**Supplied passage**
====
Keep Your Mouth Shut, and Do the Work

By AAwosika07 | Uncategorized

Jan 21

Future notorious gangster Henry Hill walks out of the courtroom. He’s greeted by Jimmy Conway, also a notorious gangster.

Henry is surprised to see Jimmy smiling. He’d been pinched — arrested for a crime and questioned by the police — after being caught illegally selling cigarettes from the back of a truck. Having, in his mind, messed up big-time, he feared repercussion from his non-law-abiding mentors.

The opposite occurred. Jimmy stuffs a large wad of hundred dollar bills into Henry’s shirt pocket.

“I thought you’d be mad,” Henry said.

“Mad? I’m not mad, I’m proud of you!”

“But I got pinched.”

“Everybody gets pinched, but you did it right. You took your first pinch like a man. And you learned the two greatest things”

“Oh yeah. What’s that?”

“Never rat on your friends. And always keep your mouth shut.”

Loudest = Weakest

Paul Vario — known as “Paulie” — was a made man and head of his own crew in the Lucchese crime family.

Long story short, if you had your own crew, you earned it one way or another.

Some of the members of the organization were boastful, hyper-macho, and above all else loudmouths.

Paulie barely talked.

He didn’t talk on the phone — his crew members took calls on payphones and relayed messages to him in person. He didn’t talk to people in groups — if you wanted to deal with Paulie you brought a message to him one on one. If he talked at all, it was either because he felt he needed to or he was legitimately exchanging pleasantries with you. Otherwise, he was basically mute.

Paulie could walk into an auditorium filled with the most dangerous gangsters in the world — all of them jabbering at loud volumes — and he could make it go silent, all without saying a word.

See, when you have real power and confidence, it’s self-evident. You don’t need to tell people what you’re capable of. They just know.
====
**Exercise task a**
State how many lines of the records contain the string "grassy", counting case. Reply with the number only.
The text has no connection to the records.

**Recorded information**
====
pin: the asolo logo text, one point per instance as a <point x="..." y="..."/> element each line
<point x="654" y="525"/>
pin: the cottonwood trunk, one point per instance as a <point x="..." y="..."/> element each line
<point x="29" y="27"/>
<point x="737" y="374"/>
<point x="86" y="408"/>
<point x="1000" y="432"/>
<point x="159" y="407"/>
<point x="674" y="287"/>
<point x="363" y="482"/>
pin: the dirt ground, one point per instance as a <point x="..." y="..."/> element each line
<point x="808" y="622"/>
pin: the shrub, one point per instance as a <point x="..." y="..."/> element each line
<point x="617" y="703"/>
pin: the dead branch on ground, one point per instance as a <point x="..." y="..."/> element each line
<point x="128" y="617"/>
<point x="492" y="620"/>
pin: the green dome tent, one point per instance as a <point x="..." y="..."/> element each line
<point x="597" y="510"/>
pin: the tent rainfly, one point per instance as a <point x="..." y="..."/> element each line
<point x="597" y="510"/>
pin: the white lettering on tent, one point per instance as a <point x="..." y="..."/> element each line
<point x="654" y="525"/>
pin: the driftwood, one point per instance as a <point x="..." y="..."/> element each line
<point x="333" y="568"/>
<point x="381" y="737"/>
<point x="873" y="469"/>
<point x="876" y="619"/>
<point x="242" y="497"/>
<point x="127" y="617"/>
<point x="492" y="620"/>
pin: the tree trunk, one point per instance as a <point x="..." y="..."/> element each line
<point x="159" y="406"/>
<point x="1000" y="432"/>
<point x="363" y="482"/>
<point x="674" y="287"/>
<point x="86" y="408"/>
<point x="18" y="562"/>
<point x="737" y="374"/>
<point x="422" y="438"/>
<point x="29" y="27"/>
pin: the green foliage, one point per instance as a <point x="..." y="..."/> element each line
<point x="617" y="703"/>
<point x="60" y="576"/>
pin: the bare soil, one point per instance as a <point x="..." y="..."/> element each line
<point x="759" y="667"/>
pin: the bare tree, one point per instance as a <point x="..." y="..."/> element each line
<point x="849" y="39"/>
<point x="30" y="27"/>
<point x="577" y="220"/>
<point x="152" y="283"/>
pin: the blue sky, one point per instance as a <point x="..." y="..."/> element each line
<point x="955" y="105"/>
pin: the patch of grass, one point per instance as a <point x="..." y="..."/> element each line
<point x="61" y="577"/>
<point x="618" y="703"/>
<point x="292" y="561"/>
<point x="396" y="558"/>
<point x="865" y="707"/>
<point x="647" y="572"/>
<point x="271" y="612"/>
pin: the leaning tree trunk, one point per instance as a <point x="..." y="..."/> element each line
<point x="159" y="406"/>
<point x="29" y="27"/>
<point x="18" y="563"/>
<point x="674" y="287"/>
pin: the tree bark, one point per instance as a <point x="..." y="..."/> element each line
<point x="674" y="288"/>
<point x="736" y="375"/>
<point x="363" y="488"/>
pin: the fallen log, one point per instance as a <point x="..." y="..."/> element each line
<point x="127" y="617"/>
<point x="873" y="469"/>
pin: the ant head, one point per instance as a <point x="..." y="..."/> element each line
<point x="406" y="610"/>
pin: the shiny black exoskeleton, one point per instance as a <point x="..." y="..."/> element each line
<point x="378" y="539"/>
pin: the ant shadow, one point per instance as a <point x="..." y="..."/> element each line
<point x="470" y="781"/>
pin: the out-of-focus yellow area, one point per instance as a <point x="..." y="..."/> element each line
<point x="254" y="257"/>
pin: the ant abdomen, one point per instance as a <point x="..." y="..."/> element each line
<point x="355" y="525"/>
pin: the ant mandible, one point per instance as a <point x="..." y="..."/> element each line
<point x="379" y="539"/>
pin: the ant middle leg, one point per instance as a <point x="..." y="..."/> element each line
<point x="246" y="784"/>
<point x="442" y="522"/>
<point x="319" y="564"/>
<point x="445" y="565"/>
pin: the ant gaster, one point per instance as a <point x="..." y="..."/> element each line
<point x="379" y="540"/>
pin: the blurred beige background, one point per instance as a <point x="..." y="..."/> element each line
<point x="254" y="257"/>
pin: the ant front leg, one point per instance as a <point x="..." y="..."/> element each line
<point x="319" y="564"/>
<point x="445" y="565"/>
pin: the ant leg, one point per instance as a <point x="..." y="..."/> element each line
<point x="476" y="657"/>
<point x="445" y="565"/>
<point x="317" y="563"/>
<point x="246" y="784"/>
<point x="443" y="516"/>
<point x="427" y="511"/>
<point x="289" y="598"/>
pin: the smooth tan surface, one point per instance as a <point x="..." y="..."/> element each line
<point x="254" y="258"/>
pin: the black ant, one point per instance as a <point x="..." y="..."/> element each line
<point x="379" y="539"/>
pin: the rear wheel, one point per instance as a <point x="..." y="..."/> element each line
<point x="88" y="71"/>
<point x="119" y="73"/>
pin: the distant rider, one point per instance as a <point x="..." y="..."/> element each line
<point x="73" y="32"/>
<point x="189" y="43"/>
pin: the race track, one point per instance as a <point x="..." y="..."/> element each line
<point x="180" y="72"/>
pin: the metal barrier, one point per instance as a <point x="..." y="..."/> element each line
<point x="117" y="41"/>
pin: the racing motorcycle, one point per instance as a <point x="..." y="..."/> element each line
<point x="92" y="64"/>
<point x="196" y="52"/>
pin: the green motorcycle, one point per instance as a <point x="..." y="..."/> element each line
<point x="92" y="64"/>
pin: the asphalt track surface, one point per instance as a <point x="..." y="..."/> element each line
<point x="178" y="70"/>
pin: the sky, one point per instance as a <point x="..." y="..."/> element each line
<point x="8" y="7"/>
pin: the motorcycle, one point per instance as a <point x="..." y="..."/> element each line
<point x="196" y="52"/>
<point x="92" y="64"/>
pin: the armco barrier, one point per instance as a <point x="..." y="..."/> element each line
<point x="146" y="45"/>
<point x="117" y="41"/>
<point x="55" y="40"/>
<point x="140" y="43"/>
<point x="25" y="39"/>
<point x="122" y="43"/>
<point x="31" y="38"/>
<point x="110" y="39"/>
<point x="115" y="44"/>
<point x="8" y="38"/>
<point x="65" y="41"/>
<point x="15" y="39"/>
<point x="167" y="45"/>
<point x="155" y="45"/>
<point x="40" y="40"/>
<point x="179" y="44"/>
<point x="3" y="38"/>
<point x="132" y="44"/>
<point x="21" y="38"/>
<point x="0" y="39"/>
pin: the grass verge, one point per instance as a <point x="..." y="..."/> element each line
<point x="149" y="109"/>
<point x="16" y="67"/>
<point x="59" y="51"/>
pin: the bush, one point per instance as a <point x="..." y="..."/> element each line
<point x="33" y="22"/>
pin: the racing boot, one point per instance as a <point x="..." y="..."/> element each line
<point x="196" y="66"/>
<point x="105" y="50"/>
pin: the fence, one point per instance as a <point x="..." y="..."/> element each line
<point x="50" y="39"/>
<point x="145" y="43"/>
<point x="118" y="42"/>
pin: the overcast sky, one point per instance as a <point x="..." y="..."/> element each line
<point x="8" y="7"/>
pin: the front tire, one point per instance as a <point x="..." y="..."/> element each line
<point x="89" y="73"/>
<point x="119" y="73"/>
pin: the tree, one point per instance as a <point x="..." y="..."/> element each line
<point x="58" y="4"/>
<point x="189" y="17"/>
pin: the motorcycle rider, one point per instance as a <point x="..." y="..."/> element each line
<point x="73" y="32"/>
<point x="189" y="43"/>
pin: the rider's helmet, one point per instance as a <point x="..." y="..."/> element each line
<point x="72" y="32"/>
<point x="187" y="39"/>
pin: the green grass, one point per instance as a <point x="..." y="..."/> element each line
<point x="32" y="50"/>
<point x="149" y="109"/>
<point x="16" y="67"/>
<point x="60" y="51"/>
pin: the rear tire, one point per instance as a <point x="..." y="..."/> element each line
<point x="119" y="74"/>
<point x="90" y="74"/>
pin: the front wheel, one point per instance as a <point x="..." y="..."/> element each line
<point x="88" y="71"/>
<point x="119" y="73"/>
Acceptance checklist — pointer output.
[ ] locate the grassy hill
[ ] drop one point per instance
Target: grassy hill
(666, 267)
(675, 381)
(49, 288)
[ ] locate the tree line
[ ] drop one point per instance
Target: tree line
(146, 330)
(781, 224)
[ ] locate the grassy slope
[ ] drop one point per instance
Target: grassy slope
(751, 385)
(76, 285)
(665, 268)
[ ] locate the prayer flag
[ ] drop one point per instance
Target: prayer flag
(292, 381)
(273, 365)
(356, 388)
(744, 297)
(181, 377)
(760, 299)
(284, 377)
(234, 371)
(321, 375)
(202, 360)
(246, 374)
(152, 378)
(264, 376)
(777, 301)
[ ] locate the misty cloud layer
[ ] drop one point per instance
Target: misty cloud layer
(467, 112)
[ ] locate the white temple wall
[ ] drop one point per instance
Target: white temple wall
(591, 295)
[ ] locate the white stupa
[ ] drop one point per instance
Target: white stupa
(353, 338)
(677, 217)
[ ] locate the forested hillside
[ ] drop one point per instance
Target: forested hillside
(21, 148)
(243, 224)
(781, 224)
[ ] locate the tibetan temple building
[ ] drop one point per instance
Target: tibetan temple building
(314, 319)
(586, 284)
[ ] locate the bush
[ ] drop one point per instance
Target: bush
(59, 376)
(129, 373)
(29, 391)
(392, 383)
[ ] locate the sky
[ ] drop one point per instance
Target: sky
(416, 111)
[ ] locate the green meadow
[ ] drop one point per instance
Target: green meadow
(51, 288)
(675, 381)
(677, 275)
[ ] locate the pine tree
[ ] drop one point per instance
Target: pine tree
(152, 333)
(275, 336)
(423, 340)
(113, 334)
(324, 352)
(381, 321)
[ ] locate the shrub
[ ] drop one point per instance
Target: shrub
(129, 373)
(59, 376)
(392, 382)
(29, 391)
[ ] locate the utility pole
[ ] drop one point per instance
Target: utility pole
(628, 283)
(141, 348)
====
**Exercise task b**
In the passage on keeping your mouth shut, why does Jimmy Conway say he is proud of Henry instead of mad? Answer in one to three sentences.

**Result a**
4

**Result b**
Jimmy is proud because Henry took his first pinch like a man. He says Henry learned the two greatest things: never rat on your friends, and always keep your mouth shut.